Start Records to process

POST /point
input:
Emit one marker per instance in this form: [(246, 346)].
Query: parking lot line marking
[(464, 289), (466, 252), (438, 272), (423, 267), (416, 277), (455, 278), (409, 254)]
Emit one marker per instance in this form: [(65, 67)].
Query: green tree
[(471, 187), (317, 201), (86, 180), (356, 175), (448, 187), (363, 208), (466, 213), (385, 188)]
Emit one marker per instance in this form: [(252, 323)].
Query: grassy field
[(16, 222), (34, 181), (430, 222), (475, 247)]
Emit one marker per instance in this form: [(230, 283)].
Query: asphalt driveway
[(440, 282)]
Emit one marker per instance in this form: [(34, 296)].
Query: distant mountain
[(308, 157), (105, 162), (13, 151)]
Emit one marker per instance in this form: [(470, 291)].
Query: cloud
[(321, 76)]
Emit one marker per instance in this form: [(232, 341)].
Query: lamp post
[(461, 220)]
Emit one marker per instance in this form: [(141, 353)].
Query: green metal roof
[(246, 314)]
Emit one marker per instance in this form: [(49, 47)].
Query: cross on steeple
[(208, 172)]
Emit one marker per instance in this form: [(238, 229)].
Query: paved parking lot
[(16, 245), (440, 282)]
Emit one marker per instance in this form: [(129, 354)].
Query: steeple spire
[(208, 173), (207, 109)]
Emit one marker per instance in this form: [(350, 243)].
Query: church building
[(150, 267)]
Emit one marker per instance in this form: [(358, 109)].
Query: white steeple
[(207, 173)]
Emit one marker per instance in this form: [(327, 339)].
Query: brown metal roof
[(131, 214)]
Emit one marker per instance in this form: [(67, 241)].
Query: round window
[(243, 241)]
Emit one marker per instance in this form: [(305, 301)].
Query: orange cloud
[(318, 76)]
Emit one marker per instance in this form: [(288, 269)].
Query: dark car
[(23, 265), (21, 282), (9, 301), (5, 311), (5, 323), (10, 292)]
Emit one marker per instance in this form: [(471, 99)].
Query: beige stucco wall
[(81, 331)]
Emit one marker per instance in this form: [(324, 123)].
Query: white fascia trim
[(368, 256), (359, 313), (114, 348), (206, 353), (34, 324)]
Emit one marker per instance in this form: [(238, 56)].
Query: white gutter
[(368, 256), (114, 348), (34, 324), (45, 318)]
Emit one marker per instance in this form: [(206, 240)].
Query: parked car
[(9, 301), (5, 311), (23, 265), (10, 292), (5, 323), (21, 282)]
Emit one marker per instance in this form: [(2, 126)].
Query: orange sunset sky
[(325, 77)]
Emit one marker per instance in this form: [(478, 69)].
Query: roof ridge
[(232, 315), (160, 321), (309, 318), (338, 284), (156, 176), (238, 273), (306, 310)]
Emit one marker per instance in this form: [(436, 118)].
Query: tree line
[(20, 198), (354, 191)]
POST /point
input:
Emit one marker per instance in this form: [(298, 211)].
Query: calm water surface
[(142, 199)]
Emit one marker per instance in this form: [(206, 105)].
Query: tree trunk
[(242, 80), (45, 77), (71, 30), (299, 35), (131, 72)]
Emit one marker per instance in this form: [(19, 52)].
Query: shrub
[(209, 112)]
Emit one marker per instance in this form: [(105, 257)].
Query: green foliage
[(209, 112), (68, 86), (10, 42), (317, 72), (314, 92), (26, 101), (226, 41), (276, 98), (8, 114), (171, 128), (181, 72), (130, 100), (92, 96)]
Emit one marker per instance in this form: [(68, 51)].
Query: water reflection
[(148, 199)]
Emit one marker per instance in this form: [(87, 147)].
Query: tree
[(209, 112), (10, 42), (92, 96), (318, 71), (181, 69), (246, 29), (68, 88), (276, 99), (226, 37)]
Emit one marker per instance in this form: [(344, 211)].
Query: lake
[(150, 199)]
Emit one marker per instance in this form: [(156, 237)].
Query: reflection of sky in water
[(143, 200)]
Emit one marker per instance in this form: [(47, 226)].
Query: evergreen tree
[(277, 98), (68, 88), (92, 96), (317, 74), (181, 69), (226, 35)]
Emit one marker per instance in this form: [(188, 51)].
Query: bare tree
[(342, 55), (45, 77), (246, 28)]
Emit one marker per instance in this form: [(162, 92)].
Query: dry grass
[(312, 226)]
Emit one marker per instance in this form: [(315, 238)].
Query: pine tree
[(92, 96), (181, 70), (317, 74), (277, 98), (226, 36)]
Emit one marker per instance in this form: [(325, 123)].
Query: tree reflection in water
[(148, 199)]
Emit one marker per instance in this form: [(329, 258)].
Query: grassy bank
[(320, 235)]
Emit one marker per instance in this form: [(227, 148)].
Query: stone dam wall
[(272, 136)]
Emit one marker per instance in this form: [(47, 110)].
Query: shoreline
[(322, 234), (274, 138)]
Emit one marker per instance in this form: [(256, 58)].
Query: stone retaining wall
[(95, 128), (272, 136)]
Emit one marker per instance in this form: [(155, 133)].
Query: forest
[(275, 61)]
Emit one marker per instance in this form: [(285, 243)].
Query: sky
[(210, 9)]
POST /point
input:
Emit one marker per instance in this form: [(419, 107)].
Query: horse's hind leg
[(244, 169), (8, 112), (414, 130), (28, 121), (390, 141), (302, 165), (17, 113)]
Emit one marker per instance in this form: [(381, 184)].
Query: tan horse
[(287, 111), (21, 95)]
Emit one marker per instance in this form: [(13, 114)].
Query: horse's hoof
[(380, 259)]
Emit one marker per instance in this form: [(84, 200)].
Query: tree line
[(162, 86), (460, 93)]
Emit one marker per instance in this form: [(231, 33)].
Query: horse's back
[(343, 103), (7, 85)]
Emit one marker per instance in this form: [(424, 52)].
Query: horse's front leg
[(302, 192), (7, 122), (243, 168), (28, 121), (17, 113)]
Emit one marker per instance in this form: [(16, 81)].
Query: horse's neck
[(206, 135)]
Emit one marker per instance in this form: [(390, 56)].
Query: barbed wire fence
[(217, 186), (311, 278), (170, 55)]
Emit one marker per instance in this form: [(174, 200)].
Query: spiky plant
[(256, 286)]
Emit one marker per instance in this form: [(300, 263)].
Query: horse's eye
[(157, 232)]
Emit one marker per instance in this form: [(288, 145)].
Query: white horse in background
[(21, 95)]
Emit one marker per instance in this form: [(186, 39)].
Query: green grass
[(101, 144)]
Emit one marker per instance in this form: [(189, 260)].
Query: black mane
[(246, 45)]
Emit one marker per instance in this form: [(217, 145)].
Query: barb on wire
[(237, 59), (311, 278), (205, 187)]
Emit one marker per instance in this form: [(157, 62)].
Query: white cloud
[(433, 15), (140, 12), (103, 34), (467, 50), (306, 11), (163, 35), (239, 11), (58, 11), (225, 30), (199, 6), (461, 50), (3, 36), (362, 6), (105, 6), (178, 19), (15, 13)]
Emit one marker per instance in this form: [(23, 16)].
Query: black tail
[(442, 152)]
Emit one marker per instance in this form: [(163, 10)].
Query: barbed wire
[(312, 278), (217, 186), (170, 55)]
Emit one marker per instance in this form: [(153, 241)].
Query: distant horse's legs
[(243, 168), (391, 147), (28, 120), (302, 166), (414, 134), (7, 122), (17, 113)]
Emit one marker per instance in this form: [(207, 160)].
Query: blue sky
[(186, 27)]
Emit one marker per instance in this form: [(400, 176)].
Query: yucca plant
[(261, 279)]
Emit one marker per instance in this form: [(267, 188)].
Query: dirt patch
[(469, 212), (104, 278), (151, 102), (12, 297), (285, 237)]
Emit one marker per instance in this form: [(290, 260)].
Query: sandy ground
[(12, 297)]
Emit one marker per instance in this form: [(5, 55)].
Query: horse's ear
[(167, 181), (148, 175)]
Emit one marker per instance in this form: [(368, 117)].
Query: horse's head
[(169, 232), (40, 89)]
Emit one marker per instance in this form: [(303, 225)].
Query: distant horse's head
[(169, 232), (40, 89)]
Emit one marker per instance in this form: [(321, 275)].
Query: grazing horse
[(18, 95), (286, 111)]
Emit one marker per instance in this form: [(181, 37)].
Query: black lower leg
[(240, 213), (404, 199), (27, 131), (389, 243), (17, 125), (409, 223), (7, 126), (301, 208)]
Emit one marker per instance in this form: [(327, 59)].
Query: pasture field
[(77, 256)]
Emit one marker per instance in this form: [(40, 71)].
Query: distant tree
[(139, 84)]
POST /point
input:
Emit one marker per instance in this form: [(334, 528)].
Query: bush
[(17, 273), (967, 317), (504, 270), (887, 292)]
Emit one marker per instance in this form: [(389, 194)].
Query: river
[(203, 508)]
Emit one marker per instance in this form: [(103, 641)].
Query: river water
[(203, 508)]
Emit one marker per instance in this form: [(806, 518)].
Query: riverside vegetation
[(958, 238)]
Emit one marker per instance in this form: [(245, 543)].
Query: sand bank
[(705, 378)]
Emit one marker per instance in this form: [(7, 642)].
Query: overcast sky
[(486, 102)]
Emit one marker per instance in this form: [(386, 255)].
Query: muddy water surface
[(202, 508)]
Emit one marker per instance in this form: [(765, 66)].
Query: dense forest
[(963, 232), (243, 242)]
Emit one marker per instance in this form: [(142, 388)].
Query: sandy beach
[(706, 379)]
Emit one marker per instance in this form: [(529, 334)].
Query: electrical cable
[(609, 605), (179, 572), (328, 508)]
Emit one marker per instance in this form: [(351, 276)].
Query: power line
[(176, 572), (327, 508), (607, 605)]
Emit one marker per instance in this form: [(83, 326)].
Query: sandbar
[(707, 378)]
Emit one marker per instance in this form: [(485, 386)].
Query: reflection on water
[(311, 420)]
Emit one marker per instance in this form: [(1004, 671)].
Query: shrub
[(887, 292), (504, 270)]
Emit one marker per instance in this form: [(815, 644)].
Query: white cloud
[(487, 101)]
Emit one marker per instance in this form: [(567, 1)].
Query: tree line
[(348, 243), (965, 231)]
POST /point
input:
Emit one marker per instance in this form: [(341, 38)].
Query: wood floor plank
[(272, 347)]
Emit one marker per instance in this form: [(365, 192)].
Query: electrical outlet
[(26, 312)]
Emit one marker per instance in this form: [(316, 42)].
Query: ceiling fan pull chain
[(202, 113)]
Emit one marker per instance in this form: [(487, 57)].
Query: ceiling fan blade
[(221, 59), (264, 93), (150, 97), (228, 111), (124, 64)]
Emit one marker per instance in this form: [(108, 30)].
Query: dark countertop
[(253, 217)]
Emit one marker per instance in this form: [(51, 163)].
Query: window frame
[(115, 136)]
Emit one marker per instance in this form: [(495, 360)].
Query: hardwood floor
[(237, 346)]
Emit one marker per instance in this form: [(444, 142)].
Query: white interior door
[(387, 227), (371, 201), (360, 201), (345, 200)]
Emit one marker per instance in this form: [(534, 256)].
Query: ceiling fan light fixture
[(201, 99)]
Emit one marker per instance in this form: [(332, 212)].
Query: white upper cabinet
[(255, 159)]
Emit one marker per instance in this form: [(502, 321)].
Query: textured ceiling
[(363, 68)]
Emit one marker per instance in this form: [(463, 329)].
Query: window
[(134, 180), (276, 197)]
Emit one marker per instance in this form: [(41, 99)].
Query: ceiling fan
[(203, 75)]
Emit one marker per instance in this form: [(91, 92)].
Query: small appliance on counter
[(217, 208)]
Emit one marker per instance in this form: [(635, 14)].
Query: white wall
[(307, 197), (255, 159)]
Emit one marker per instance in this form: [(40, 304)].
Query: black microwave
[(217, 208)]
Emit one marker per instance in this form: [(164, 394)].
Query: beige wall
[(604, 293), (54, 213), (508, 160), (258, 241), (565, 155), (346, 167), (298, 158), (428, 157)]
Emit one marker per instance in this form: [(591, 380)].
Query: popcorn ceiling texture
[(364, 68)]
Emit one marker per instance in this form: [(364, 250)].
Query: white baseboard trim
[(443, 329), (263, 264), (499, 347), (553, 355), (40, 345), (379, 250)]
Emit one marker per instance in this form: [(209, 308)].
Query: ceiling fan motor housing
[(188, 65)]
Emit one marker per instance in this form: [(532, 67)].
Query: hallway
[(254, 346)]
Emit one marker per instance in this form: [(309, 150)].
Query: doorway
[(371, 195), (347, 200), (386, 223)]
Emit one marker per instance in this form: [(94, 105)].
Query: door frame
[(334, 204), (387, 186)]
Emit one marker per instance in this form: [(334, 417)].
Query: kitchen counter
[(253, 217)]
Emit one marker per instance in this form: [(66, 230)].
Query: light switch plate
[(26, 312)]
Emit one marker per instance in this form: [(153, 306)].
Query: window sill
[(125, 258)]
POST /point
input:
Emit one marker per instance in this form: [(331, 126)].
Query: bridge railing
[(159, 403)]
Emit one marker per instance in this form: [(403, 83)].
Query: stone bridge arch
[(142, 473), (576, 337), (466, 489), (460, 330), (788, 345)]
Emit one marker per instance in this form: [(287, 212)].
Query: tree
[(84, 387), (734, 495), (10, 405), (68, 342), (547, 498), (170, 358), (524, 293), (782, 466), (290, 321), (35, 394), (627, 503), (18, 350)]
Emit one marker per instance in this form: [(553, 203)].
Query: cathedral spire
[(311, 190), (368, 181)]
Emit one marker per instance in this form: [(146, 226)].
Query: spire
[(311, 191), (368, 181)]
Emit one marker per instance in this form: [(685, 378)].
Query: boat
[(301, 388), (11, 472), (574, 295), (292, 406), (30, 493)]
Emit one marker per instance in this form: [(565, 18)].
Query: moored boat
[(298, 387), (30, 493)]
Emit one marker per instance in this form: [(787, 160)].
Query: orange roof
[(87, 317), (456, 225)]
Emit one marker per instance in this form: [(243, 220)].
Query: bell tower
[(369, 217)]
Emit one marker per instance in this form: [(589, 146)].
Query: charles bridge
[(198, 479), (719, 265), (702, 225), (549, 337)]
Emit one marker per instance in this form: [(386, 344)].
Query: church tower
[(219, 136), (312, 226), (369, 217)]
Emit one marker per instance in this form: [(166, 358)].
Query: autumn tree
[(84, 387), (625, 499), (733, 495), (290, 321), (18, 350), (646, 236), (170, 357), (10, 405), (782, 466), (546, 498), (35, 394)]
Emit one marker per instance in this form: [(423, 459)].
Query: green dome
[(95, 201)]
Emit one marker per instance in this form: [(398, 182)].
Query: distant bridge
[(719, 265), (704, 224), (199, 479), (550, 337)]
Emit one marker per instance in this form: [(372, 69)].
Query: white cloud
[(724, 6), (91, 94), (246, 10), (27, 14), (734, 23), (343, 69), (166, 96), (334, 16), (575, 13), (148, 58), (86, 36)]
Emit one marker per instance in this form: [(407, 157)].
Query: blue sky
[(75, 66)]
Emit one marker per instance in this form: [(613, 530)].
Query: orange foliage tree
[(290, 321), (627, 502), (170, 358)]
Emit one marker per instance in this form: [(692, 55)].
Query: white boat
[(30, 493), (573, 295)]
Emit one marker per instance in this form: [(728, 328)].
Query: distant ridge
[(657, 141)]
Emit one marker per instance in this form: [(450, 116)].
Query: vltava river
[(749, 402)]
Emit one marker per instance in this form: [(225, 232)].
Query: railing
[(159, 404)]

End Records to process

With both ends included, please retype exactly the lines from the line containing "Emit one marker per instance in this form: [(553, 203)]." to the final line of the data.

Emit one marker per instance in this form: [(553, 203)].
Query: cathedral spire
[(311, 190), (368, 181)]
Emit one marker per instance in this form: [(146, 226)].
Query: spire
[(311, 191), (368, 181)]
Emit one marker per instance in this form: [(685, 378)].
Query: boat
[(301, 388), (11, 472), (574, 295), (292, 406), (30, 493)]
Emit one marker per instance in this form: [(565, 18)].
Query: moored boat
[(298, 387), (30, 493)]
Emit one marker per instance in this form: [(787, 160)].
Query: orange roof
[(87, 317), (456, 225)]
Emit one marker per instance in this form: [(243, 220)].
Query: bell tower
[(369, 217)]
Emit one marker per instance in this form: [(589, 146)].
Query: charles bridge
[(198, 479), (719, 265), (702, 225), (549, 337)]
Emit one marker per instance in this form: [(386, 344)].
Query: church tower
[(219, 136), (312, 226), (369, 217)]
Emit one marker per instance in this form: [(166, 358)].
Query: autumn tree
[(84, 387), (625, 499), (733, 495), (290, 321), (18, 350), (646, 236), (170, 357), (10, 405), (782, 466), (546, 498), (35, 394)]
Emit one marker per instance in this form: [(423, 459)].
Query: green dome
[(95, 201)]
Emit one marker per instance in this form: [(398, 182)].
Query: distant bridge
[(719, 265), (704, 224), (199, 479), (550, 337)]
Emit one marker per instance in this form: [(372, 69)].
Query: white cloud
[(724, 6), (91, 94), (246, 10), (27, 14), (734, 23), (343, 69), (166, 96), (334, 16), (575, 13), (148, 58), (86, 36)]
Emit one marker per instance in this form: [(407, 157)].
Query: blue sky
[(75, 66)]
Emit one marker per instance in this form: [(613, 530)].
Query: orange foliage tree
[(290, 321), (627, 502), (170, 358)]
Emit one marker per instance in this form: [(692, 55)].
Query: white boat
[(30, 493), (573, 295)]
Emit one marker per instance in this form: [(728, 328)].
Query: distant ridge
[(657, 141)]
Emit one marker per instance in this form: [(450, 116)].
Query: vltava river
[(749, 402)]
Emit one marker per instance in this form: [(225, 232)].
Query: railing
[(159, 404)]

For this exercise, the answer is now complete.